(Supplied entries):
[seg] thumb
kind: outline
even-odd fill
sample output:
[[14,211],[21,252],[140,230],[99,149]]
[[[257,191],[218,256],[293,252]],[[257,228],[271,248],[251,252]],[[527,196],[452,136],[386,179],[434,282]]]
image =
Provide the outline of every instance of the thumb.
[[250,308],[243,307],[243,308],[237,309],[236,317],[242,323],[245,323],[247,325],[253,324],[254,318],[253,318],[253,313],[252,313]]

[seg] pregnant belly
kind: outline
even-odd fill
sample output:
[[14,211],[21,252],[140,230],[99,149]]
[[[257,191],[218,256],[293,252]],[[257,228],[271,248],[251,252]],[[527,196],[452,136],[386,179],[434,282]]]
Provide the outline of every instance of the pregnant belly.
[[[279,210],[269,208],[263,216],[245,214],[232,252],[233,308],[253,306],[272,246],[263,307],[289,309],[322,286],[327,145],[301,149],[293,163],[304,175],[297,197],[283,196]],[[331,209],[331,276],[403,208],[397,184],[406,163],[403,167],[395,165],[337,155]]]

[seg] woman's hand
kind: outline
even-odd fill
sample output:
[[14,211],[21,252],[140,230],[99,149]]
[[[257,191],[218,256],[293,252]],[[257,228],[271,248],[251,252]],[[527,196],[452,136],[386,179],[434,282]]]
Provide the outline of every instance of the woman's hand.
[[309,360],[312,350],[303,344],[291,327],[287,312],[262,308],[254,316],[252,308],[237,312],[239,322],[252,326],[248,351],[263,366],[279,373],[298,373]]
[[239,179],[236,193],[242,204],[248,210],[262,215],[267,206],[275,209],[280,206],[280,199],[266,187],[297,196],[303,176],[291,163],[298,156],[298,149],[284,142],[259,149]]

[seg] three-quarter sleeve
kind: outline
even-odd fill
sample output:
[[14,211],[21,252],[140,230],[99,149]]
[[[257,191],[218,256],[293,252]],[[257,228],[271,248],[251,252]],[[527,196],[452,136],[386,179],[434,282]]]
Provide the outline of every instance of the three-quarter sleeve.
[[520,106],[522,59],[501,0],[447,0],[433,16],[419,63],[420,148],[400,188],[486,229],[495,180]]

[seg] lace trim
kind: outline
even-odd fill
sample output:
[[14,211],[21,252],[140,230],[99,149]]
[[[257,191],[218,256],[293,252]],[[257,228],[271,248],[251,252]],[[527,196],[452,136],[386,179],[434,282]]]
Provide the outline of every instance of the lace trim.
...
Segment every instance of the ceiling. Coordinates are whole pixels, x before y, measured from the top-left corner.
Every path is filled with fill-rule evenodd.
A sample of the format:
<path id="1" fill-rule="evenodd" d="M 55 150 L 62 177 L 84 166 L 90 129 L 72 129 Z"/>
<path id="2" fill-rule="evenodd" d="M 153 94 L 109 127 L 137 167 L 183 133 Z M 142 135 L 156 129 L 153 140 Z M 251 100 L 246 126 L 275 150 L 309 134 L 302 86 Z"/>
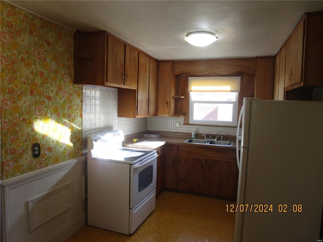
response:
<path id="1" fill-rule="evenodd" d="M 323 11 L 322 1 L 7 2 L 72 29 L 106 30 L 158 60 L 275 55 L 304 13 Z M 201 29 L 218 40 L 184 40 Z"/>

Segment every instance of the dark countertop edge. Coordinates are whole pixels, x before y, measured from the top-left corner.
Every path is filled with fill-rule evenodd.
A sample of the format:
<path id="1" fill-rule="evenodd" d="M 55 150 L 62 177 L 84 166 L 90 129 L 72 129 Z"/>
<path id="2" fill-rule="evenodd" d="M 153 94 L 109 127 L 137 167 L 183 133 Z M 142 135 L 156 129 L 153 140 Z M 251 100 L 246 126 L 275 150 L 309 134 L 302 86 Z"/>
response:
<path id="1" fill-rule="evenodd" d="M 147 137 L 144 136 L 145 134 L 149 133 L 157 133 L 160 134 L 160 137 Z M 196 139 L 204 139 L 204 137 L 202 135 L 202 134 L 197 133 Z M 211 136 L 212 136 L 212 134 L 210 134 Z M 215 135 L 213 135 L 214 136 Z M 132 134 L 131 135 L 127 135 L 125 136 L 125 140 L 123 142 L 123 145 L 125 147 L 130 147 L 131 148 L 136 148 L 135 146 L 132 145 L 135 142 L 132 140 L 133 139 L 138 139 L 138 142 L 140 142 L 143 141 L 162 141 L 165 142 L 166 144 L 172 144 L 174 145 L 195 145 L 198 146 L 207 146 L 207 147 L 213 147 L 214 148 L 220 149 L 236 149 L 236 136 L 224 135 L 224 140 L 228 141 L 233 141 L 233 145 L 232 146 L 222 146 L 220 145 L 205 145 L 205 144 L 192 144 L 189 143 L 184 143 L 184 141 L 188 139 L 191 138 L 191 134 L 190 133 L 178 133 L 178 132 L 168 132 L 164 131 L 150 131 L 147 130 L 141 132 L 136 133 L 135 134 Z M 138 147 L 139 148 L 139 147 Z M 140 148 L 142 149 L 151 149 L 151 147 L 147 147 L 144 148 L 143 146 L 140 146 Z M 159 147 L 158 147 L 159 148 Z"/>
...
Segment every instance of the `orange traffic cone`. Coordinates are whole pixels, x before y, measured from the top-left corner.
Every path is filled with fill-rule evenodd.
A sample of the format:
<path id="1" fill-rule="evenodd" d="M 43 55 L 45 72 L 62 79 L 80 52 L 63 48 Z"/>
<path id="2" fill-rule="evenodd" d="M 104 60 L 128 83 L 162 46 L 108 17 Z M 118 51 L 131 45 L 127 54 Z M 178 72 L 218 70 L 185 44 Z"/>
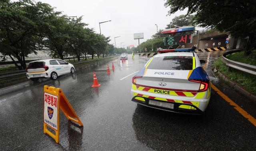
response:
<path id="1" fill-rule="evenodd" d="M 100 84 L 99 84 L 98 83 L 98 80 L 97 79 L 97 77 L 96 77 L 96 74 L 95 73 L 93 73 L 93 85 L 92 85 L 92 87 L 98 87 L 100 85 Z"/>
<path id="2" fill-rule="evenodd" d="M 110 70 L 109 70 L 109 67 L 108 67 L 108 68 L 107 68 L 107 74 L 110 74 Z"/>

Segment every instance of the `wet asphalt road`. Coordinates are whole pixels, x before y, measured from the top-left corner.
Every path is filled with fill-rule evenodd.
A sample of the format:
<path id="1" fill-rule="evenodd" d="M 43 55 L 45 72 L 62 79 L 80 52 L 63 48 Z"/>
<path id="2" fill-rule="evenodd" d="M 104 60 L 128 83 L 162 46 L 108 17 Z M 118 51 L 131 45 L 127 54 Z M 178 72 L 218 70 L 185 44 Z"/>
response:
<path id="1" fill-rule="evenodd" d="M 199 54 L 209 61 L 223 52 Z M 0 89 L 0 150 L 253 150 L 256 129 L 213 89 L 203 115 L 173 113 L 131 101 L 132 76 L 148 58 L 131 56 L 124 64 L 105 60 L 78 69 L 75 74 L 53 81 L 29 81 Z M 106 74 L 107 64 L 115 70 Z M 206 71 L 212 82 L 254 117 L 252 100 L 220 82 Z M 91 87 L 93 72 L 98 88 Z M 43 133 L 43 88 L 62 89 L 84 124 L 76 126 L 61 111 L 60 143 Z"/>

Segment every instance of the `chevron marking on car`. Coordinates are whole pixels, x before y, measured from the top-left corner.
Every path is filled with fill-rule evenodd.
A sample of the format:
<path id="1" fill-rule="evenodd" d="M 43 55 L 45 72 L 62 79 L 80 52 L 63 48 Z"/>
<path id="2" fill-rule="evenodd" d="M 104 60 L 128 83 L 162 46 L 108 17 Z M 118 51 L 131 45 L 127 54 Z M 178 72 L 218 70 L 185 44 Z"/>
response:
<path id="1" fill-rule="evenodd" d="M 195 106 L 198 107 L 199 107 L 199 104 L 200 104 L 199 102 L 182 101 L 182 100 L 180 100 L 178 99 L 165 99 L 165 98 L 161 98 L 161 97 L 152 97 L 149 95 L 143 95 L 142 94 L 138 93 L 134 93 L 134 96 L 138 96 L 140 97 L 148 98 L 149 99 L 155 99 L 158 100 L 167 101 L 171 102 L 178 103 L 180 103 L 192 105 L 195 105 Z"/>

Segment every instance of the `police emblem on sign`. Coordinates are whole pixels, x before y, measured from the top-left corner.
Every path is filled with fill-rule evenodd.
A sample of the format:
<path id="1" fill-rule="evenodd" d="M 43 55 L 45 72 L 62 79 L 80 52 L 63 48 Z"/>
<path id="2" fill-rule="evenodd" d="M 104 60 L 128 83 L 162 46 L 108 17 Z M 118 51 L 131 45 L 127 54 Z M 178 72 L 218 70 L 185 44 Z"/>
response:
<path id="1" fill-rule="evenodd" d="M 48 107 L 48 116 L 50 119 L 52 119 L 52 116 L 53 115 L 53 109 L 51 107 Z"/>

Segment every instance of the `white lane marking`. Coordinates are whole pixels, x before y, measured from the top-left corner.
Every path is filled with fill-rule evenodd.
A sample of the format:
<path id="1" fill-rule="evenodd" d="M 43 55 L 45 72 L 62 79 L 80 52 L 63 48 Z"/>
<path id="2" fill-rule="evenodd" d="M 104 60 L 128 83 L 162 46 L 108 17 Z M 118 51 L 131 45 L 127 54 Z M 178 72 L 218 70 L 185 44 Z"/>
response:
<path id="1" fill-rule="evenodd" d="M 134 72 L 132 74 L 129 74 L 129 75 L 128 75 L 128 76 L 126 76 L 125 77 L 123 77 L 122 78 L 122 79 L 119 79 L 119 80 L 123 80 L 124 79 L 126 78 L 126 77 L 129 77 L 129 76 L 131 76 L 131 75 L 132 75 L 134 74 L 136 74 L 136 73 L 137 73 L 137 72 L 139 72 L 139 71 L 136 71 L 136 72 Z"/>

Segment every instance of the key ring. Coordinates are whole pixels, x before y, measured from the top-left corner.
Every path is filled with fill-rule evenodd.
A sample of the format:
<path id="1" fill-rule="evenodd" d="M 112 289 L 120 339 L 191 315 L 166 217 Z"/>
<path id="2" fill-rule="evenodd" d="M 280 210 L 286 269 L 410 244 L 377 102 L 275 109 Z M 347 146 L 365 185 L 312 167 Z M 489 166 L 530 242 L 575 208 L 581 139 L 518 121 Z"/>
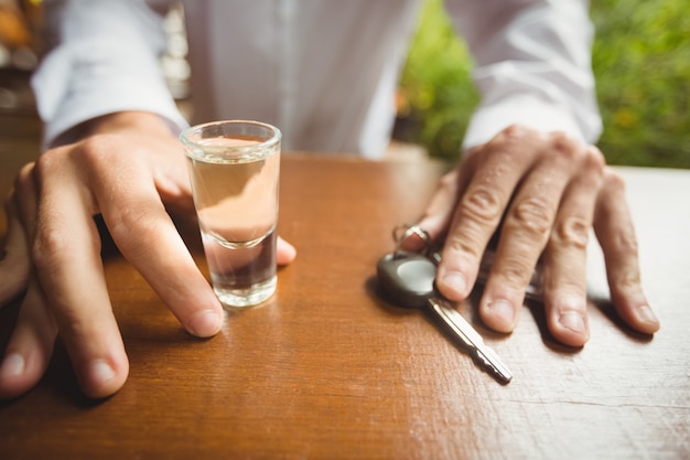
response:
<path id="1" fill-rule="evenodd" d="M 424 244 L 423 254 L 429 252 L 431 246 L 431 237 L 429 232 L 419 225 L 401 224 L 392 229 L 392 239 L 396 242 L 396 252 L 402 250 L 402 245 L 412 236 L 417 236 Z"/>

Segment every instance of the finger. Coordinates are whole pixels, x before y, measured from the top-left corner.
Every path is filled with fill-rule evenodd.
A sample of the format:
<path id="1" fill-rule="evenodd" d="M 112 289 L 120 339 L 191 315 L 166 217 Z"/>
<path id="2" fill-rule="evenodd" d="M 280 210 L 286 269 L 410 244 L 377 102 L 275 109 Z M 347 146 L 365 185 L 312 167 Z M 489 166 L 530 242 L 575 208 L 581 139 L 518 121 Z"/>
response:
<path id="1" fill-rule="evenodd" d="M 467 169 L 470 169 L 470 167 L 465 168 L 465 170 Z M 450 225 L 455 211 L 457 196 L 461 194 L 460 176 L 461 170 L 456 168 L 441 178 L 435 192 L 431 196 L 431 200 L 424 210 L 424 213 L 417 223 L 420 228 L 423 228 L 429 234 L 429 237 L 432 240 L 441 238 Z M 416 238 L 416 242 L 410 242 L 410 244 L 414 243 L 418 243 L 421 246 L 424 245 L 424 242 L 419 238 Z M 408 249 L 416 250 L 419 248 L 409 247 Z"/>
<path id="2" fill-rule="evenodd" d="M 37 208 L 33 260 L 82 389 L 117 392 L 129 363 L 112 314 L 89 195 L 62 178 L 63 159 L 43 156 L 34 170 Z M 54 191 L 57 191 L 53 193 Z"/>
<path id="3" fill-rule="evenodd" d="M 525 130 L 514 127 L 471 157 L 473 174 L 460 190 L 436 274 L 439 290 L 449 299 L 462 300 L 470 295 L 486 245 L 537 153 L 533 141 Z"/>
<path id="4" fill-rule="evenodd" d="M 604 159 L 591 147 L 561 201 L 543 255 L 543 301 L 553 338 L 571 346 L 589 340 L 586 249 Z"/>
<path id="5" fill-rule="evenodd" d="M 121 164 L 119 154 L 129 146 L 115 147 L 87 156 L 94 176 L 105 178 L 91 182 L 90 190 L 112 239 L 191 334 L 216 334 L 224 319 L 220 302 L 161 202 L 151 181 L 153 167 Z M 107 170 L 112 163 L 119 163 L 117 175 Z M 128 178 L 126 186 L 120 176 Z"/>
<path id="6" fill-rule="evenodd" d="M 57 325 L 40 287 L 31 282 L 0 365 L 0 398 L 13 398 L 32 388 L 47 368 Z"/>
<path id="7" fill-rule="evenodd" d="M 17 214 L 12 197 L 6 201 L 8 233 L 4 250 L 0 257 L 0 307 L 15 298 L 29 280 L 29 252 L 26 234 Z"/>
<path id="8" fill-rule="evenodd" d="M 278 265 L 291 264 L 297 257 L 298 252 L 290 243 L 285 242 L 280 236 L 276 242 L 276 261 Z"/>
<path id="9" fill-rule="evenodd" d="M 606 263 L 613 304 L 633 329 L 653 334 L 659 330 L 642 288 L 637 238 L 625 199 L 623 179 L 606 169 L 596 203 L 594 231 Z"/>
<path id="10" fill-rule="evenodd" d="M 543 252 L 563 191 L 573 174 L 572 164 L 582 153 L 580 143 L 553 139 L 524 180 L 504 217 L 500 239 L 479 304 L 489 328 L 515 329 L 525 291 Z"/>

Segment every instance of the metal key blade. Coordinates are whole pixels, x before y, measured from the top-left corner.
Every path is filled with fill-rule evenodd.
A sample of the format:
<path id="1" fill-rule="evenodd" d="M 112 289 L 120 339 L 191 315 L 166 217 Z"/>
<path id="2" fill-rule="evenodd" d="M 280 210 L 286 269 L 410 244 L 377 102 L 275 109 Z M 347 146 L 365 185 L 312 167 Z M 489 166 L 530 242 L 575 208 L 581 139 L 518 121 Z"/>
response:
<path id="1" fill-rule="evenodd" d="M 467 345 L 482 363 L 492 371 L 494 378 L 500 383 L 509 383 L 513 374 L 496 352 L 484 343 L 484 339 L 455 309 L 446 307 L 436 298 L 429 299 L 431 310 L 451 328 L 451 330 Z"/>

(Set task):
Return the lines of the listing unchanged, starting at the line containing "Segment every instance of the key" and ending at the line containing "424 244 L 423", both included. Leave the pictures out of your answer.

(Response to this task):
Segment every instance of the key ring. Coordinates are whole pixels, x before y, measured from the top-left corner.
Every path is filled with fill-rule evenodd.
A sample of the format:
<path id="1" fill-rule="evenodd" d="M 112 289 L 120 339 L 191 315 L 166 217 Z"/>
<path id="2" fill-rule="evenodd" d="M 280 210 L 286 269 L 410 244 L 377 102 L 275 109 Z M 347 146 L 365 185 L 312 167 Z M 489 166 L 530 242 L 575 208 L 581 139 L 518 121 Z"/>
response:
<path id="1" fill-rule="evenodd" d="M 424 244 L 423 254 L 429 252 L 431 246 L 431 237 L 429 232 L 419 225 L 401 224 L 392 229 L 392 239 L 396 242 L 396 252 L 402 250 L 402 245 L 412 236 L 417 236 Z"/>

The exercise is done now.